All chemical reagents used in the experiment are shown in Text S1 (Supporting information). All experimental methods are shown in Texts S2-S6 (Supporting information).
Through the morphology and physicochemical properties of PDA@nCP, PDA shell was successfully coated in the surface of nCP and the coated process did not affect the crystalline structure of nCP (Figs. S1 and S2 in Supporting information). To ensure the high reactivity of Fe(Ⅱ)/PDA@nCP Fenton-like system for NB degradation, the dosage of PDA@nCP and Fe(Ⅱ) are optimized, and the highest degradation efficiency was achieved with the addition of 0.1 g/L of PDA@nCP and 0.65 mmol/L of Fe(Ⅱ) (Fig. S3 in Supporting information). Neither PDA nor Fe(Ⅱ) showed degradation or adsorption capacity for NB. After adding nCP, NB removal efficiency increased up to 62.4% due to the radical produced from the Fenton reaction (Fig. 1a). The pH of the solution dramatically increased to 9, which hindered further NB degradation [16]. In comparison, almost full degradation of NB (up to 96.8%) was achieved in the Fe(Ⅱ)/PDA@nCP system. To investigate the enhanced degradation performance of Fe(Ⅱ)/PDA@nCP Fenton-like system, the H2O2 release kinetics and the key reactive radicals are studied in the following work.
Previous studies indicate that suitable coating layers decrease the surface active sites of nCP, facilitating controlled H2O2 release and pH stability, thus improving H2O2 utilization efficiency [17-19]. Here we evaluated the H2O2 release capacity of PDA@nCP, and compared with bare nCP, the generation of H2O2 was dramatically improved after PDA coating. The PDA@nCP, containing 40% PDA is most efficient for H2O2 production compared with 20%-PDA@nCP and 60%-PDA@nCP after 60 min (Fig. 1b). Addition of PDA extended the release lifetime of H2O2, while PDA shell effectively moderated sharp pH increased (Fig. 1c). Notably, 60%-PDA@nCP released less H2O2 than 20%-PDA@nCP and 40%-PDA@nCP. Despite this, the 60%-PDA@nCP system achieved 78.4% NB degradation during the experiment (Fig. 1a). This is attributed to the phenomenon of the PDA shell. The controlled release of H2O2 from 40%-PDA@nCP under different initial pH conditions (Fig. 1d). When the initial pH was acidic (pH 3), the H2O2 release from PDA@nCP amounted to 1.22 mmol/L. As the initial pH increased, the H2O2 release gradually decreased. Previous research indicates that introducing nCP into the system caused a sharp pH increase, which restricted H2O2 release [20]. Nevertheless, H2O2 released from PDA@nCP was detected even in alkaline conditions. The presence of a PDA shell substantially decreased the surface active sites of nCP, hence controlling the reaction rate and stabilizing the pH of the system. The PDA shell effectively controlled the sharp pH raised in the PDA@nCP system, thereby enhancing its efficiency in H2O2 release compared to the nCP system. Moreover, this characteristic can enhance Fenton-like systems by generating reactive species and facilitating H2O2 release. Thus, the PDA shell may not only enhance NB degradation via controlled H2O2 release in the Fe(Ⅱ)/PDA@nCP system but also influence the catalyst conversion process.

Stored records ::
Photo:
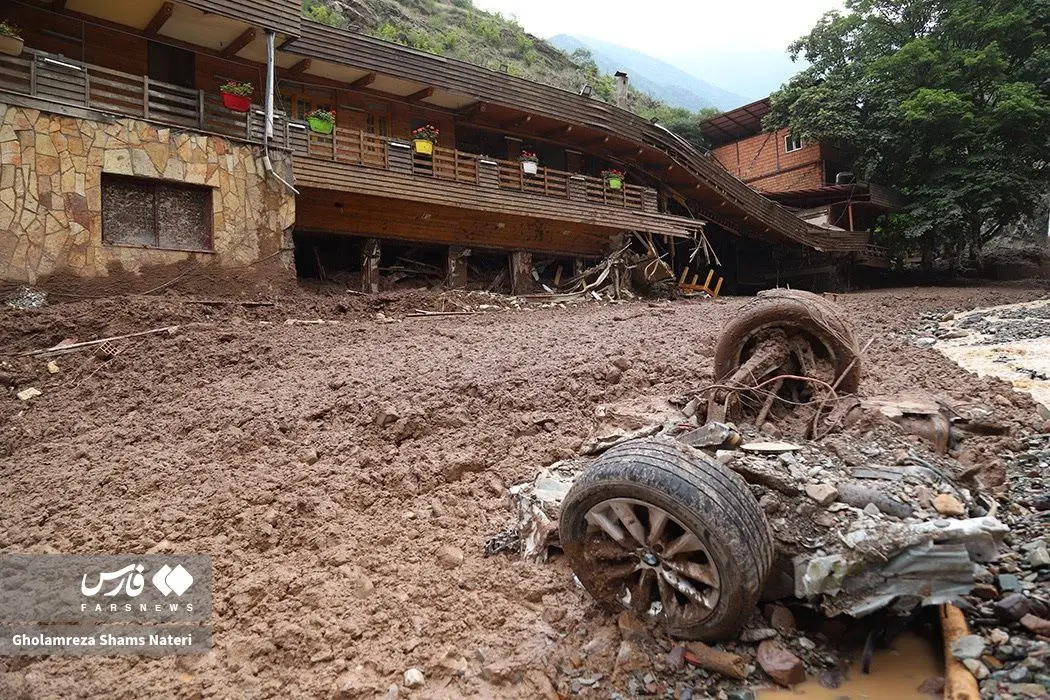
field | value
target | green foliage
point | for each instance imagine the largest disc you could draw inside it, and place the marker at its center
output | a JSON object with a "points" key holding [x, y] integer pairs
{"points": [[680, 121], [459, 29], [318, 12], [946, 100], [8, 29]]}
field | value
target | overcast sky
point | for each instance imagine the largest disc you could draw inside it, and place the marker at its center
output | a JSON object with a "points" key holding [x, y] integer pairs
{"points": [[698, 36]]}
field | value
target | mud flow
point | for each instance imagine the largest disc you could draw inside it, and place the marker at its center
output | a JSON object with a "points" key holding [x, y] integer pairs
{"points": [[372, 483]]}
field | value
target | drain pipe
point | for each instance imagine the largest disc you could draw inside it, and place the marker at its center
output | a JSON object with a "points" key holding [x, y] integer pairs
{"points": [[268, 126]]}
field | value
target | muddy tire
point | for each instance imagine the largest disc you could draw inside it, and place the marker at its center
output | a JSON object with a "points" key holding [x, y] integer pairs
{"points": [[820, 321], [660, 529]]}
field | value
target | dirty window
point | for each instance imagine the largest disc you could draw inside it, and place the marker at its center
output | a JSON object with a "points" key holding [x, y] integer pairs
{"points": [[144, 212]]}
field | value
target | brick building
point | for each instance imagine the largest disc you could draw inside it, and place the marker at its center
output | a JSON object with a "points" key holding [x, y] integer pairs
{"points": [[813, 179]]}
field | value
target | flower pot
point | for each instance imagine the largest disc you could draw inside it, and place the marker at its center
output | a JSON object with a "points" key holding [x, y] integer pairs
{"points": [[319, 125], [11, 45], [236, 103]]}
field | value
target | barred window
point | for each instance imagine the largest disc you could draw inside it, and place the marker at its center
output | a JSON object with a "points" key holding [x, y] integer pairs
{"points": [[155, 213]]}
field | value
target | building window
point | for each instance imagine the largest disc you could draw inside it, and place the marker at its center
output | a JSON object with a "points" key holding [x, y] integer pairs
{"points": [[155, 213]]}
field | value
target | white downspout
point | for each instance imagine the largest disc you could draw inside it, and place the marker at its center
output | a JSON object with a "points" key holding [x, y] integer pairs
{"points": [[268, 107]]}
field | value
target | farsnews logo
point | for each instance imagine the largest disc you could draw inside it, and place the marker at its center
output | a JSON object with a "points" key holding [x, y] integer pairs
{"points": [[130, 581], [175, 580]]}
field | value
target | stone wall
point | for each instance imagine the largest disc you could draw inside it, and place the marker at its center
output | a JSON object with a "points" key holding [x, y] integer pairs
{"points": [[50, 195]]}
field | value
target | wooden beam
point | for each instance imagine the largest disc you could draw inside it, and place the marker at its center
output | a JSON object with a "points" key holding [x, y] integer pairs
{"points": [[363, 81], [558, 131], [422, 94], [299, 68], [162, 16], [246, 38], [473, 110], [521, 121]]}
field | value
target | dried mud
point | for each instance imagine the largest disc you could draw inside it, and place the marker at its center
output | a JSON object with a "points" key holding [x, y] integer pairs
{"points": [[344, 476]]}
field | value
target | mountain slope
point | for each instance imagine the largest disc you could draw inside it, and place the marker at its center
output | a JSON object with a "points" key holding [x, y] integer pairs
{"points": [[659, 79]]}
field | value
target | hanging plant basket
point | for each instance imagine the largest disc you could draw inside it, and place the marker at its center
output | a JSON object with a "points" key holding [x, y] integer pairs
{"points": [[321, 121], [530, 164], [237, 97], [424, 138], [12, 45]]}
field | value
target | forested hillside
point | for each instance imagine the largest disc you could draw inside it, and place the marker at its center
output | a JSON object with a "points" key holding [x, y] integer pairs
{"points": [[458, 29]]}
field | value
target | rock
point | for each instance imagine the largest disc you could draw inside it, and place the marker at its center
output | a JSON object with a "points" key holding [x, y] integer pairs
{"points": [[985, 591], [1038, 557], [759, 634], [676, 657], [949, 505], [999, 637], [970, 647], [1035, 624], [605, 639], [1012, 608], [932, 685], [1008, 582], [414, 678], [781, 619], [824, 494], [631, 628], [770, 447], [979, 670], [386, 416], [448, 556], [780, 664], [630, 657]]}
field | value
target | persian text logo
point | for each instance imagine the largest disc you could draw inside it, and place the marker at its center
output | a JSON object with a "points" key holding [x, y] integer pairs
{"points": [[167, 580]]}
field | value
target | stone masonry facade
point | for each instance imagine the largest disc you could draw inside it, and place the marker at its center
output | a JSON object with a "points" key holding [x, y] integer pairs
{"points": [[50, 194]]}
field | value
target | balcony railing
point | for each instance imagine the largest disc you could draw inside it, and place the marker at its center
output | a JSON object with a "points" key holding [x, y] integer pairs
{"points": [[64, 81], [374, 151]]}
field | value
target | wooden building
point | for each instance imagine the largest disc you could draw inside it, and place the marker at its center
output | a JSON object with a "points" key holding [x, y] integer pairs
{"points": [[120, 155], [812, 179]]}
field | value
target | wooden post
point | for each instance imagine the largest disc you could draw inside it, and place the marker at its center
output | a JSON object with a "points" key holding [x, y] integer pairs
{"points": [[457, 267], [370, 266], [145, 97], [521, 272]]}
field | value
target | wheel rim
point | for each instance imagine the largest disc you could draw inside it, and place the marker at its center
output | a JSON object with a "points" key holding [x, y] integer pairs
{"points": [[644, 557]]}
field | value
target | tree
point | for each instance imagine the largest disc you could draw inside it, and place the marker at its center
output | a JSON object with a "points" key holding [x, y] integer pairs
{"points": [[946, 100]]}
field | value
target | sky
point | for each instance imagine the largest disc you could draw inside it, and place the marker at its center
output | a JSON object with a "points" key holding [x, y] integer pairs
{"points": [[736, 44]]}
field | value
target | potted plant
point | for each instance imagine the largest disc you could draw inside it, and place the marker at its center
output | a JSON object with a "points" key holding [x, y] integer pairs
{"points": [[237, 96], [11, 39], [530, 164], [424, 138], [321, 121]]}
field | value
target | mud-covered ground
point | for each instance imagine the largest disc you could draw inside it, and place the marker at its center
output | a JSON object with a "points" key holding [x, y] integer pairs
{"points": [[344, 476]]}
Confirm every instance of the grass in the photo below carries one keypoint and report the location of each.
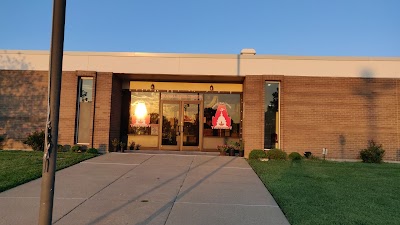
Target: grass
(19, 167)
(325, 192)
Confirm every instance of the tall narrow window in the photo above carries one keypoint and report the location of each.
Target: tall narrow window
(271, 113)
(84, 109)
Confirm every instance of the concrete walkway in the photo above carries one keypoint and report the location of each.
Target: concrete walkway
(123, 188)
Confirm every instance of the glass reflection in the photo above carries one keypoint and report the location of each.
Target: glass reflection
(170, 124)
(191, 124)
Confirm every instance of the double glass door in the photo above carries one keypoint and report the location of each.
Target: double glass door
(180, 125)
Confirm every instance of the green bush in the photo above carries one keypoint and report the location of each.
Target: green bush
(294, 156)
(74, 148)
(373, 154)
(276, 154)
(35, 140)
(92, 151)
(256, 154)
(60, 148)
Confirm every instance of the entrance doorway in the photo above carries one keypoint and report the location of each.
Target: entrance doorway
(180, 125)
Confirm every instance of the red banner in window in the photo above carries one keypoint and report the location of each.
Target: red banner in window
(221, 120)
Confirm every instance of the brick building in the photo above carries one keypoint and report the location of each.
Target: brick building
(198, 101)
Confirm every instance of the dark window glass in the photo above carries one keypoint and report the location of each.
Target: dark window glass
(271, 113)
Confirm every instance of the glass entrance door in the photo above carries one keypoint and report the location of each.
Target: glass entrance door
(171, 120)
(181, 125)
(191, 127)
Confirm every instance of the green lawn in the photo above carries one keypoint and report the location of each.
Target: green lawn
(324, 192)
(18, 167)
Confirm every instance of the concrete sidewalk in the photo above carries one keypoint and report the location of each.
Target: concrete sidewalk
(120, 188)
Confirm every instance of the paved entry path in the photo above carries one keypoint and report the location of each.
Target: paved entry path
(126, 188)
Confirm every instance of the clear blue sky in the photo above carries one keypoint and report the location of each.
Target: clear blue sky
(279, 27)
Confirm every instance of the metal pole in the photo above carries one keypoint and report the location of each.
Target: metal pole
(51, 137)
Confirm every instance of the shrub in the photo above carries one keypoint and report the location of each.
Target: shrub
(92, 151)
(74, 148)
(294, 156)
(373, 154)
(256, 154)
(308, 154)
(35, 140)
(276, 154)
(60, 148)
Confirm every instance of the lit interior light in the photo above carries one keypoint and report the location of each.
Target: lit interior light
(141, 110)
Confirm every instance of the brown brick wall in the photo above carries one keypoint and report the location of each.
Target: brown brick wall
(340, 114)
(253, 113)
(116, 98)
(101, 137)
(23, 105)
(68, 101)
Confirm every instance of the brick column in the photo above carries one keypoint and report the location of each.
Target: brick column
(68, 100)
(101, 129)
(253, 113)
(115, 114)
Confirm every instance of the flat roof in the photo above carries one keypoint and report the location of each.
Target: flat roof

Exercise A ::
Transcribe the passage on the PDA@nCP Fenton-like system word for word, starting with "All chemical reagents" and going on through "S2-S6 (Supporting information).".
Exercise B ::
According to the passage on the PDA@nCP Fenton-like system, why did NB removal stop at 62.4% when bare nCP was added? Answer in one to three sentences.
Exercise C ::
Write the next part of the passage on the PDA@nCP Fenton-like system, picking up after its final sentence.

Written answer A ::
All chemical reagents used in the experiment are shown in Text S1 (Supporting information). All experimental methods are shown in Texts S2-S6 (Supporting information).

Written answer B ::
Adding nCP raised NB removal to 62.4% through radicals produced by the Fenton reaction. However, the solution's pH rose sharply to 9, which hindered further NB degradation.

Written answer C ::
Fig. 2a shows the effects of different initial pH levels on NB degradation by the Fe(Ⅱ)/PDA@nCP Fenton-like system. As the initial pH of the system increased, the rate of NB degradation rate decreased correspondingly. The high concentration of H+ in the system at pH 3 promoted the generation of HO• (Eq. 4), and the subsequent NB degradation. Under alkaline conditions, OH− accelerated the conversion of Fe(Ⅱ) to Fe(Ⅲ), leading to catalyst passivation, which hindered the Fenton-like process. The presence of OH− lowered the generation of reactive species, and Fe(Ⅱ) activity, resulting in decreased NB degradation [21]. Meanwhile, it has been demonstrated that the release of H2O2 from nCP was significantly hindered in alkaline conditions [22]. However, a small amount of NB was still degraded in an alkaline solution in our study (Fig. S4 in Supporting information), which attributed to the PDA shell on PDA@nCP modulating the pH increase, enhancing H2O2 released in an alkaline solution, and then subsequently the surface catechol groups of the PDA shell potentially decreased Fe(Ⅱ) passivation. In conclusion, the degradation of NB in the system was highly dependent on Fe(Ⅱ) activity and H2O2 release in the Fe(Ⅱ)/PDA@nCP Fenton-like system.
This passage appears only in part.